Write out the agreement amendments below word for word, with the same punctuation and line breaks.

*Extract to read*:

++++++

5. Section 10(d) is amended by inserting at the end the following:

“Notwithstanding the foregoing, to the extent that this Agreement or any payment
or benefit hereunder is determined not to comply with Section 409A, then neither
the Company, its Board, nor any of its designees, agents, or employees will be
liable to the Executive or any other person for any actions, decisions, or
determinations made under the Agreement or for any resulting adverse tax
consequences.”

Further, the Company and you desire to make the following additional changes:

Section 7 of the Agreement is amended to add the following language as a new
paragraph at the end of the section:

“Notwithstanding anything to the contrary in this Agreement, an event or
occurrence set forth in any one or more of sections (a) through (d) above shall
not be deemed a Change in Control if, after such event or occurrence, R. Scott
Murray remains the Chairman and Chief Executive Officer of the Company (or its
successor) and remains in that role for at least twelve months following such
appointment.”

++++++

*Dataset extract*:
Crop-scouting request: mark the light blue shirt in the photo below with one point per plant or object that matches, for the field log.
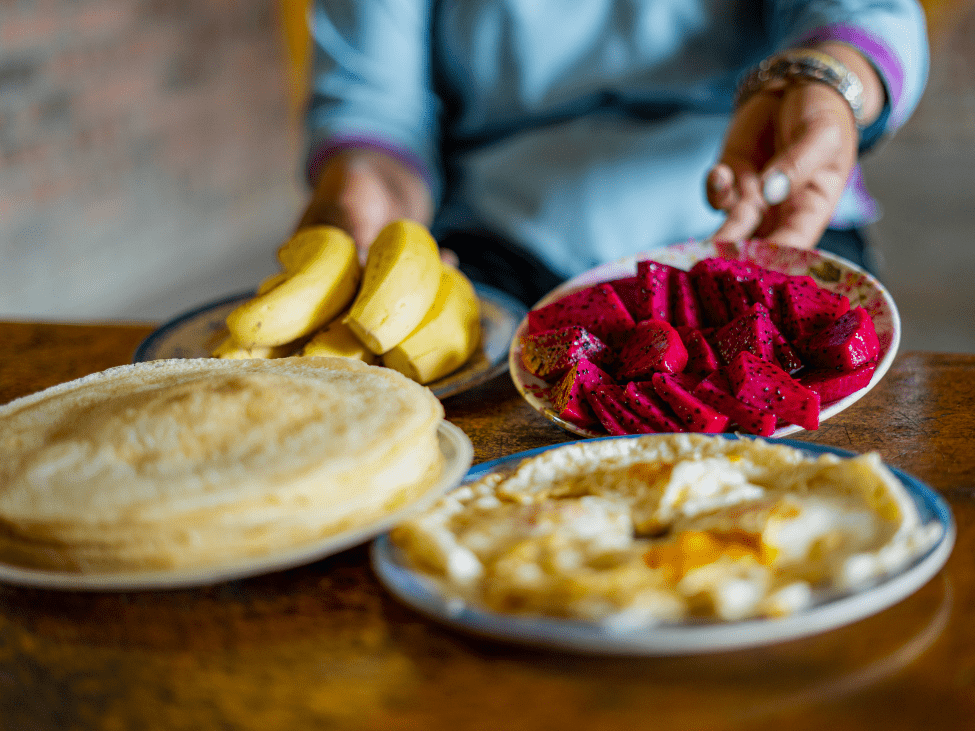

++++++

*Response for this exercise*:
5. Section 10(d) is amended by inserting at the end the following:

“Notwithstanding the foregoing, to the extent that this Agreement or any payment
or benefit hereunder is determined not to comply with Section 409A, then neither
the Company, its Board, nor any of its designees, agents, or employees will be
liable to the Executive or any other person for any actions, decisions, or
determinations made under the Agreement or for any resulting adverse tax
consequences.”

Further, the Company and you desire to make the following additional changes:

Section 7 of the Agreement is amended to add the following language as a new
paragraph at the end of the section:

“Notwithstanding anything to the contrary in this Agreement, an event or
occurrence set forth in any one or more of sections (a) through (d) above shall
not be deemed a Change in Control if, after such event or occurrence, R. Scott
Murray remains the Chairman and Chief Executive Officer of the Company (or its
successor) and remains in that role for at least twelve months following such
appointment.”